Task | Please copy out, word for word, the part of the material below that opens with the line containing "Could you kindly pick out the printed" and closes with the line containing "Target: red electric guitar", including both of those lines.

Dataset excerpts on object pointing
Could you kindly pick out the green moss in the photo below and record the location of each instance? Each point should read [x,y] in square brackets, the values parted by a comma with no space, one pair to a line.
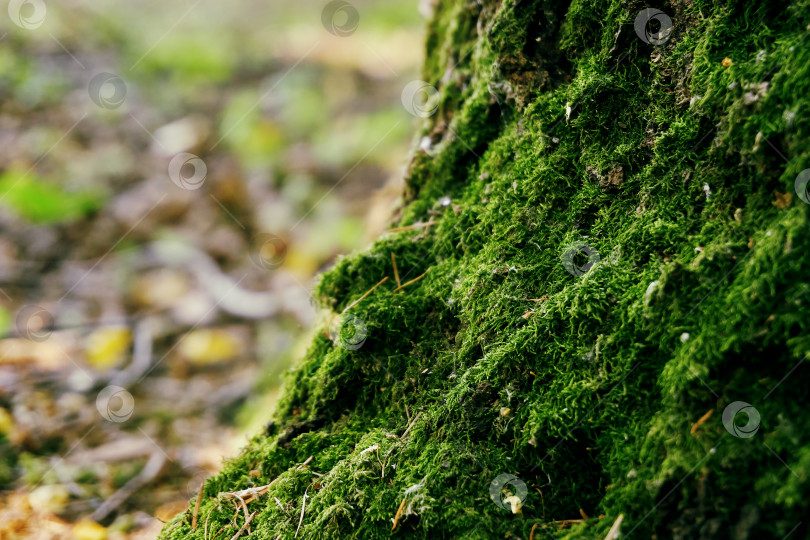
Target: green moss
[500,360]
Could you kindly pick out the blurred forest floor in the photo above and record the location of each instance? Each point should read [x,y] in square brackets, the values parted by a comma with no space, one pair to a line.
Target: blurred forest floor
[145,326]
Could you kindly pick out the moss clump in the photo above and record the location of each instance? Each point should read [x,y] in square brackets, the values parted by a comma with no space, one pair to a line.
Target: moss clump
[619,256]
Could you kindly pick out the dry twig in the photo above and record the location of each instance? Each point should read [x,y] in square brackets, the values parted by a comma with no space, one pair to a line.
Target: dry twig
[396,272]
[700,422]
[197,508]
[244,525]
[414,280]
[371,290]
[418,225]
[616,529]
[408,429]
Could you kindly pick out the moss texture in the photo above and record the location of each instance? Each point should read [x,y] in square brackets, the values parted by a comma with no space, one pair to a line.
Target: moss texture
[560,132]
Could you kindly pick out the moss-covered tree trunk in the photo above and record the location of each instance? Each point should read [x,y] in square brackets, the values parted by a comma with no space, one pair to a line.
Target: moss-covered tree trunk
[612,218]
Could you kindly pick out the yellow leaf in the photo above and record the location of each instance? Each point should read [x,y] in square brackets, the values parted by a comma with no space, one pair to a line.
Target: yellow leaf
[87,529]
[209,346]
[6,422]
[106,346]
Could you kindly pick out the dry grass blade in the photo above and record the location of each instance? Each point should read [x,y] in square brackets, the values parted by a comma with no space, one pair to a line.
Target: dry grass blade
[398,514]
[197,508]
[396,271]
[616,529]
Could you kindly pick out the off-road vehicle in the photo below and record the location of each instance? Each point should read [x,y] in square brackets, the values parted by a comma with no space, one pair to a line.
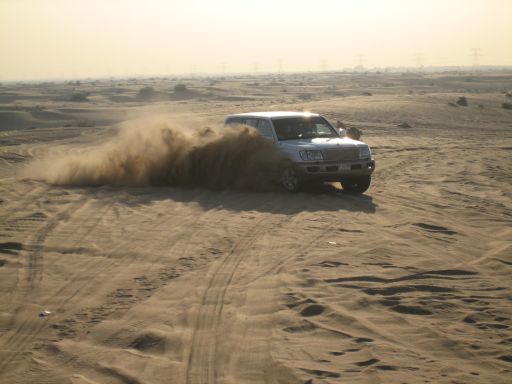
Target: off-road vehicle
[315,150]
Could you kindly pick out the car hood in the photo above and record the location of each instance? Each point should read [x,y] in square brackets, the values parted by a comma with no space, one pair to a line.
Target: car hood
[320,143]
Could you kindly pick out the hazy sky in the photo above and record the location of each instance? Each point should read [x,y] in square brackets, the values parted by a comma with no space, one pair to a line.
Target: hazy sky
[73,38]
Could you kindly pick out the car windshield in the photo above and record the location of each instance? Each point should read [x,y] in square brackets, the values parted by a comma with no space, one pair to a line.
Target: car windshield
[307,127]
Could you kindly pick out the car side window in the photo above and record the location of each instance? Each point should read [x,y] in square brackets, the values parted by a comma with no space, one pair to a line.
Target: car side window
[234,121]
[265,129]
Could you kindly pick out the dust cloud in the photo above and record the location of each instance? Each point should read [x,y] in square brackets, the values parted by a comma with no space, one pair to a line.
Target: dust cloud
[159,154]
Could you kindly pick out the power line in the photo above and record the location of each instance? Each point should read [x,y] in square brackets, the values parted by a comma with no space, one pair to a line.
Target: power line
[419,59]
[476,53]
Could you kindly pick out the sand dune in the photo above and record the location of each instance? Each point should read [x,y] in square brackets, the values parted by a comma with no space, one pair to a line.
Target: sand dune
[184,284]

---

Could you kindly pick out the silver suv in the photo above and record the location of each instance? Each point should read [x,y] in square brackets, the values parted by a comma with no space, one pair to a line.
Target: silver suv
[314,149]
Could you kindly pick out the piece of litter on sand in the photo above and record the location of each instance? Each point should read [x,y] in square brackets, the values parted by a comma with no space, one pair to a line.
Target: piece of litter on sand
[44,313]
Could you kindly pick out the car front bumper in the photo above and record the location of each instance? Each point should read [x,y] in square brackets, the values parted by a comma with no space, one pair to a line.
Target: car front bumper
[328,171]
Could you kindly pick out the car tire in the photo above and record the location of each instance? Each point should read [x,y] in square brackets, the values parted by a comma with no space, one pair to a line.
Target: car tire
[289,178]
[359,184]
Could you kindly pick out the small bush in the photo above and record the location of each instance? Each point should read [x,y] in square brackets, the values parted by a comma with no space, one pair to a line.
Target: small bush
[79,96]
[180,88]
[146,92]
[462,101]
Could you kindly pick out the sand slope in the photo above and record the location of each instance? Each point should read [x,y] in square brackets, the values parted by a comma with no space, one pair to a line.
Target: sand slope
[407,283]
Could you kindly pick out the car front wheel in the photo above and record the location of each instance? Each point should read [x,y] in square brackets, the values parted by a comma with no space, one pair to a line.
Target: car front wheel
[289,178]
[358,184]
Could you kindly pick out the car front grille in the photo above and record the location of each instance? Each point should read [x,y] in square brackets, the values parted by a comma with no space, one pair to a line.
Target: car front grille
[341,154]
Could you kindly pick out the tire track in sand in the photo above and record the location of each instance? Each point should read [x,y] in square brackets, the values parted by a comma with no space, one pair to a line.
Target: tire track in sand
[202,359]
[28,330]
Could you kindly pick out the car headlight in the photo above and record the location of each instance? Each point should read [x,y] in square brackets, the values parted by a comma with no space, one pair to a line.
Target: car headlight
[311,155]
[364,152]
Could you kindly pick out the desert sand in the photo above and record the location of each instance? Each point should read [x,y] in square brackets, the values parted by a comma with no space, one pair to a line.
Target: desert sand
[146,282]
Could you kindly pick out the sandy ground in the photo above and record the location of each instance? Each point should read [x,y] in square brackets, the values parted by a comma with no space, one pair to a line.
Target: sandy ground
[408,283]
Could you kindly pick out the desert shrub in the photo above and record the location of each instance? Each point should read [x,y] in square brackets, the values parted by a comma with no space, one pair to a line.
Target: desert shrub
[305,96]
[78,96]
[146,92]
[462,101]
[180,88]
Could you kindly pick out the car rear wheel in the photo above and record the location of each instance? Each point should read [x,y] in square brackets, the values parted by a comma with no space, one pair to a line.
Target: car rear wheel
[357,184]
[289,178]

--

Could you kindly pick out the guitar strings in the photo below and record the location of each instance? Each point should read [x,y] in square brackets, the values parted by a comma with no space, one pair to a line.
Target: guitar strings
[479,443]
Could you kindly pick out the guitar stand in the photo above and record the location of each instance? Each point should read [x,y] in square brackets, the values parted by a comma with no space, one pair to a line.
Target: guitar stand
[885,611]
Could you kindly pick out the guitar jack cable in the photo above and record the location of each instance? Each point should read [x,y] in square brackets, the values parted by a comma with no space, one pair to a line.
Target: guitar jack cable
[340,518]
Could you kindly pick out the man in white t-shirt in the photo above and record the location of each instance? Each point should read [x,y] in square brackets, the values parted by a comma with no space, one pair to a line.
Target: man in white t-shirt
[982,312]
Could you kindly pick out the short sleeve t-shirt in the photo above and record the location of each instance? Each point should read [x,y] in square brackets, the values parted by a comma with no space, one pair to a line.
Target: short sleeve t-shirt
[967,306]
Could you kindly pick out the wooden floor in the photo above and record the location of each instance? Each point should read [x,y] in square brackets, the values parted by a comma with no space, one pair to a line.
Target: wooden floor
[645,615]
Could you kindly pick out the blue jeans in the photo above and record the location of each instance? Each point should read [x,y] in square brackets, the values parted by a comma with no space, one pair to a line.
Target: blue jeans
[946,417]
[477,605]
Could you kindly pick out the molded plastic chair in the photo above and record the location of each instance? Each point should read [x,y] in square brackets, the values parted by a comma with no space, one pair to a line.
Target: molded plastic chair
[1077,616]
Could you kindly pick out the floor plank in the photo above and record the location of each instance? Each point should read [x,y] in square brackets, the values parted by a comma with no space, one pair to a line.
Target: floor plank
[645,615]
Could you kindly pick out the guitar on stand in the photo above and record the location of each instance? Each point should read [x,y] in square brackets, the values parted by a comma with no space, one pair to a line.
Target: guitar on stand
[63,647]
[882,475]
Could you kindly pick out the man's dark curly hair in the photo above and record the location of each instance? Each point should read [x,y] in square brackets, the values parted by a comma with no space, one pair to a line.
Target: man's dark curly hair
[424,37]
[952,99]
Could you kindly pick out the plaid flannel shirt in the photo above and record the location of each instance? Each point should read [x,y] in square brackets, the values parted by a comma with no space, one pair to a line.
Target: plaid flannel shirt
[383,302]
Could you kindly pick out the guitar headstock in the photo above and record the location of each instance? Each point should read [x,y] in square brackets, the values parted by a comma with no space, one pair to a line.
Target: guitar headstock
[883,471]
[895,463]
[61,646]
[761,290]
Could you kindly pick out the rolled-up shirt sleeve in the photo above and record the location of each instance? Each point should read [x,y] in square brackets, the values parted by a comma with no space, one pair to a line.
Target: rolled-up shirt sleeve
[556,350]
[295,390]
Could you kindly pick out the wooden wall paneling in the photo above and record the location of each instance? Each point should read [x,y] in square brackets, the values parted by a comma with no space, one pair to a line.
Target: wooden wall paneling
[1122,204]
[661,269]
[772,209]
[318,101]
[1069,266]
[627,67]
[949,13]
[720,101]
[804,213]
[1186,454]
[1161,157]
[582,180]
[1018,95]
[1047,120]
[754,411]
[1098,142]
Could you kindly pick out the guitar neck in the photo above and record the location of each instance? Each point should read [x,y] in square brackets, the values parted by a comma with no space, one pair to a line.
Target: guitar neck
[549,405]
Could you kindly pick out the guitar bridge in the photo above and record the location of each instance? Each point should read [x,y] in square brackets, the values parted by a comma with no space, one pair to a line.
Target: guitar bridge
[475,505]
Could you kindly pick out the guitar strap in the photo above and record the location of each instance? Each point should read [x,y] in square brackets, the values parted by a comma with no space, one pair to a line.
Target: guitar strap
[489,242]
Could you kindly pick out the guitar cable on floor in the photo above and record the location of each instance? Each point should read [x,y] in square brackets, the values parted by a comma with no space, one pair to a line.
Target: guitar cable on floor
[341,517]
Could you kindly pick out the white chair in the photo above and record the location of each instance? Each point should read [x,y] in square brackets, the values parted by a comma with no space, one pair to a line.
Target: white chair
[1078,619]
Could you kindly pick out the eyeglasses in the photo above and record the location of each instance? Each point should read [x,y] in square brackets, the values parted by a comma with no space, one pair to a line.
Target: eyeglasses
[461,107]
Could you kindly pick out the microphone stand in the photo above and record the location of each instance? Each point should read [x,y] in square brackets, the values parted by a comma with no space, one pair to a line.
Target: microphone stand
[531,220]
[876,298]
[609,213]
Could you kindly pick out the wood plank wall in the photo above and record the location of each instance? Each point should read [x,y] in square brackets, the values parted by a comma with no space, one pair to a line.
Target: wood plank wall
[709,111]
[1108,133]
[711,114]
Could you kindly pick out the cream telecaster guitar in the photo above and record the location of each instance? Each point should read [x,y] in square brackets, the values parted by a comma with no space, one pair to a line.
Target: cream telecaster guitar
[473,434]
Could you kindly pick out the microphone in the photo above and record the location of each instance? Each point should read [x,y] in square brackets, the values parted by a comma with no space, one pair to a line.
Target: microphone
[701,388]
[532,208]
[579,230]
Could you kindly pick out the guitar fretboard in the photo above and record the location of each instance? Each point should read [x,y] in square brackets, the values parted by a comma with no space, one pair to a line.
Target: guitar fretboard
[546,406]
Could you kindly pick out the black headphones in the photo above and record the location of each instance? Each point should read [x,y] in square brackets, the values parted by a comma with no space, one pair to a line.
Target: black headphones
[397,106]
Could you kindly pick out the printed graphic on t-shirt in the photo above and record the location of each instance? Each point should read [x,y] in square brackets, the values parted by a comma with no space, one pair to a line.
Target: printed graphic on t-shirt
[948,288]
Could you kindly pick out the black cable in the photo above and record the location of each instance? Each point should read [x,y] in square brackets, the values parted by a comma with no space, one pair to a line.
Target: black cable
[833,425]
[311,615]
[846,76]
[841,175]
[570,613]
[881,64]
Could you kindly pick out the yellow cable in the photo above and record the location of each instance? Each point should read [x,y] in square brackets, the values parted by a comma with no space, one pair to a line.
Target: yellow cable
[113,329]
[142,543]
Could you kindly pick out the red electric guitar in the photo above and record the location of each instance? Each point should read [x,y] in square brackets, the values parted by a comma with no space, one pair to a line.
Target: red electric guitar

Written answer |
Could you kindly pick out the printed graphic on t-shirt in the photo above and record the location of each instance? Each point should read [x,y] in square brackets, the values parted by a comma with no space, one pair to a line.
Target: printed graphic on t-shirt
[948,288]
Could you kindly pick out the black cable in the photo above and record the location of each instance? Each point should read [x,y] in square brackets, the values parted by a comma with no space, one pair to a line.
Target: black cable
[833,425]
[311,615]
[846,76]
[841,175]
[570,613]
[881,64]
Could you kindly pick out the yellow cable in the photo above and record the location of each instance? Each point should read [x,y] in square brackets, the values parted by a comma with no space, one pair to a line.
Target: yellow cable
[113,329]
[142,543]
Could you kindly pick out the red electric guitar in the photo above and record the location of each instance? Each point should read [x,y] in square brackets, the values parted by a comma with no space, one pair to a line.
Target: red electric guitar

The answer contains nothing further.